[What is expected]
Retype the listing exactly, with no images.

◆ ◆ ◆ ◆

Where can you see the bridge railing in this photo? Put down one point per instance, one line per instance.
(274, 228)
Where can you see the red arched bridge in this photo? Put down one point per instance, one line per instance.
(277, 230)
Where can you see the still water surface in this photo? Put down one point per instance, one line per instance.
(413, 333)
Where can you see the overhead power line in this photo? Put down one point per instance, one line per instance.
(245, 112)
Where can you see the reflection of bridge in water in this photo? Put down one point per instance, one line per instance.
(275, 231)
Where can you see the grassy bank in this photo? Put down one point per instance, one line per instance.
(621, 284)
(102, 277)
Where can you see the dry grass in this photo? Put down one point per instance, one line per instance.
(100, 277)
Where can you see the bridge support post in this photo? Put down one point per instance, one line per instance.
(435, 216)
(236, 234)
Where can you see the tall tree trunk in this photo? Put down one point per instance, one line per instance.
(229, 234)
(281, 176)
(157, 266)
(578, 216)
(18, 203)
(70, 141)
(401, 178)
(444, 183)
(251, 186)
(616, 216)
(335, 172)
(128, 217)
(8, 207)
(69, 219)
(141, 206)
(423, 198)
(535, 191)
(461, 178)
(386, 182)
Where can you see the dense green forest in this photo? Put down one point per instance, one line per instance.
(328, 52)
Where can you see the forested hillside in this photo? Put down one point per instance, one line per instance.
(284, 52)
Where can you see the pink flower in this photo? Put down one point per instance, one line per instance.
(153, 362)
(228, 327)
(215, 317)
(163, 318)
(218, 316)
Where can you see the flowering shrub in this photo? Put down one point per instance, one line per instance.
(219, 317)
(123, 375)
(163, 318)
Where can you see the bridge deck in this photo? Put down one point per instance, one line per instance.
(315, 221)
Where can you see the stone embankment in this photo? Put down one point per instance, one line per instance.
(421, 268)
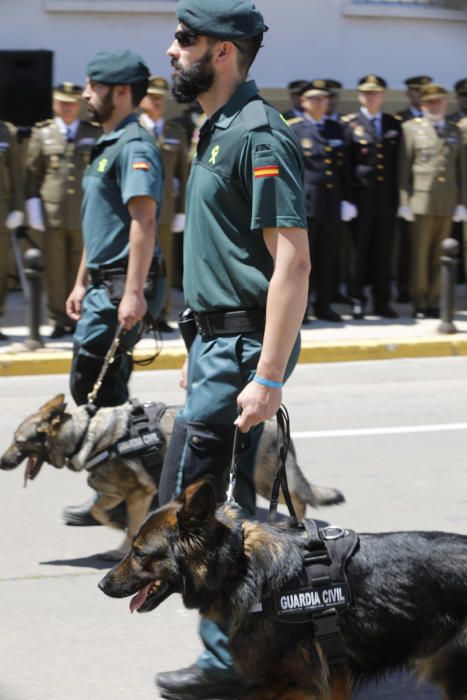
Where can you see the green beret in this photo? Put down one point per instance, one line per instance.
(223, 19)
(117, 68)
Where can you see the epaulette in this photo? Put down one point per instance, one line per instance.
(295, 120)
(348, 117)
(255, 115)
(45, 122)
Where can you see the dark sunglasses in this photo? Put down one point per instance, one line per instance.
(185, 37)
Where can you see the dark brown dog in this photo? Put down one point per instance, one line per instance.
(409, 598)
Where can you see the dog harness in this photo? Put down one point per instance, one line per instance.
(321, 589)
(144, 439)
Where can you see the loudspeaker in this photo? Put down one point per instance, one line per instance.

◆ ◆ ◆ ◆

[Written solution]
Where can you see the bridge railing in this photo? Put down one point per instance, one line per instance.
(274, 228)
Where can you see the red arched bridge in this photo? Put down one point per instance, one line per instance.
(277, 230)
Where can you see the still water surface in this photo? Put down one point per instance, one line per instance.
(413, 333)
Where can you see the overhead power line in this photo? Put down one point per instance, one line per instance.
(245, 112)
Where can you see the reflection of bridge in water in this photo? Put down one point per instance, one line per instance.
(275, 231)
Where can you see the grassy bank in this photo? Put down one point per instance, one line per instance.
(621, 284)
(102, 277)
Where can you see the dry grass in this photo? Put down one point per instance, one line per instance.
(100, 277)
Where can you see the bridge support post in this photo? Put down one point per instance, one line per instance.
(435, 216)
(236, 234)
Where can you see the tall tree trunk in this photo? Put down one point per instance, one line per instance.
(229, 234)
(281, 176)
(157, 266)
(578, 216)
(18, 203)
(70, 141)
(401, 178)
(444, 183)
(251, 186)
(616, 216)
(335, 172)
(128, 217)
(8, 207)
(69, 219)
(141, 206)
(423, 198)
(535, 191)
(461, 178)
(386, 182)
Where can you see the dense green forest in this photo? Put down one point per instance, one line per instance.
(328, 52)
Where can you see the forested hillside in this photo? Put down one point per instance, one line per instance.
(284, 52)
Where can you see the pink flower in this photo? Put down one point per instance, one line per instance.
(153, 362)
(228, 327)
(215, 317)
(163, 318)
(218, 316)
Where can you see the flowering shrub in this photo? Put down one point per instance, one line per instance.
(219, 317)
(123, 375)
(163, 318)
Where can you see the bridge deck in this photo? Put down one point per instance, one line per instance.
(315, 221)
Where can you see the stone embankment in this photo? Put down one point per instance, one line per instance.
(421, 268)
Where can you see the green beret in this photo? Put down one point per instance, one line per instance.
(223, 19)
(117, 68)
Where can you see the epaulette in this photo? Put down one point per instance, one line per instance.
(295, 120)
(348, 117)
(255, 115)
(45, 122)
Where can you see the dark sunglasses in this photo? Put down one point per instance, one line per instance.
(185, 37)
Where can you see the dark brown dog in this photo? Put down one point per instance, one line per instance.
(409, 598)
Where can you see the dog harness in this photo? Put down one point per instance, one line per instance.
(321, 589)
(144, 439)
Where can you see the loudspeaker in this photo? Put down one point per instance, one line per instance.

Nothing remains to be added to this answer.